**INFORMATION SHOWN**

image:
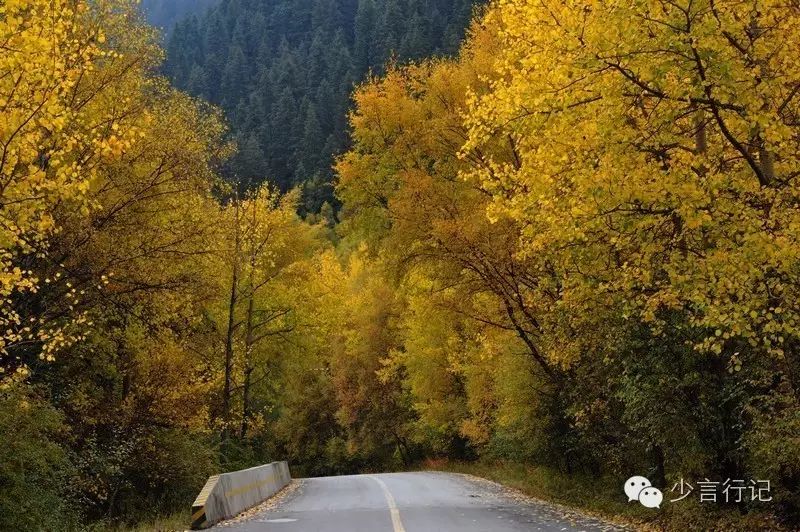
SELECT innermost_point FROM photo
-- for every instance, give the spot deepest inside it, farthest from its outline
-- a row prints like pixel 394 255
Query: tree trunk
pixel 229 334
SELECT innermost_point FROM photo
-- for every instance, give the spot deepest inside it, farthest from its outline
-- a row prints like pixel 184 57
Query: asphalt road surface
pixel 408 502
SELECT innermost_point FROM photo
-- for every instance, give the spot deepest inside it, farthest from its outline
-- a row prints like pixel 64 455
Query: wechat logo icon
pixel 640 489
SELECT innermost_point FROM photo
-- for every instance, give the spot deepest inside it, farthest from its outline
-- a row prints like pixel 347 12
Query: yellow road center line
pixel 393 510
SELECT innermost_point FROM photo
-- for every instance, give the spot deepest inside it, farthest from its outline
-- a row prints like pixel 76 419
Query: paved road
pixel 408 502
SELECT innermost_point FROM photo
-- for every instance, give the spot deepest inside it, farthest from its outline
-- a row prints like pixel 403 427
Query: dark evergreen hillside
pixel 165 13
pixel 283 71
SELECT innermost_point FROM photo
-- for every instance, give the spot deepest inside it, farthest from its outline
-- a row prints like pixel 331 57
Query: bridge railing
pixel 229 494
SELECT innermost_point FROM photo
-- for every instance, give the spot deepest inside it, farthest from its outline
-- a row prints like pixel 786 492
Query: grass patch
pixel 177 522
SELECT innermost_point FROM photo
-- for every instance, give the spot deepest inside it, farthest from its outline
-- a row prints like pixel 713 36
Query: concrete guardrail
pixel 229 494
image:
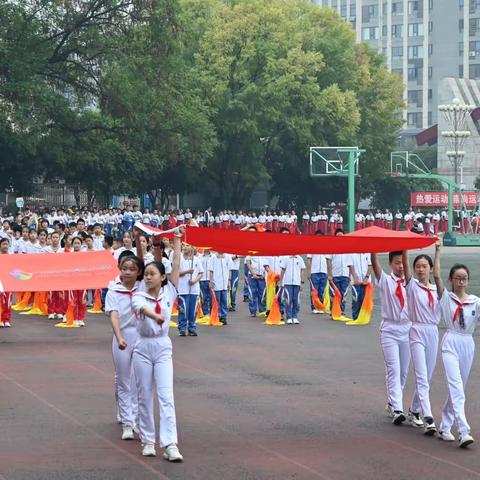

**WHAT TO DO**
Would it be possible to give the material above again exactly, with the pictures left out?

**EXERCISE OUTPUT**
image:
SELECT innermost_point FROM photo
-- for every instance, give the spot deepest inside it, farthest from its outline
-- a row prints like pixel 394 255
Query: tree trunk
pixel 229 334
SELECT innermost_point FROM photo
-- for every instance, give the spot deepest inside it, farthest from its outline
-- a row prints like pixel 184 57
Query: asphalt road surface
pixel 408 502
SELECT innermost_point FROM photo
-- for every instance, give the spot deepest inside it, farthest from its outline
-- a row prints like pixel 64 455
Query: wechat logo icon
pixel 640 489
SELECT innermost_point FROM photo
-- for every instance, give the spot deepest inside it, farthest from its outline
-- a row prints like pixel 347 12
Query: yellow road center line
pixel 393 510
SELECT innermost_point FROM photo
-- for every instance, give the spot deepest inside it, farthest from its outline
-- a row prints like pixel 76 419
Query: paved road
pixel 408 502
SELECT innermost_point FROM photo
-- for every instance, give the spot deepest inside it, farthest from its outline
-- a row prints like pixel 403 427
Query: dark evergreen hillside
pixel 165 13
pixel 283 71
SELECT innermost_point FROM photo
-- for every instance, give the spot deepest inside it, farthest from its outline
-- a row prints like pixel 331 57
Query: bridge railing
pixel 229 494
SELECT innermost_point FROM photo
-- for every instance, give the spot deepest inside it, farthest from its outline
-- a row prints like pixel 786 492
Query: grass patch
pixel 177 522
SELECT innermost_point FROM photo
-- for every instance, give the spot deepest inside it, farthest from its outline
-- a row prints like pixel 713 36
Query: concrete guardrail
pixel 229 494
image:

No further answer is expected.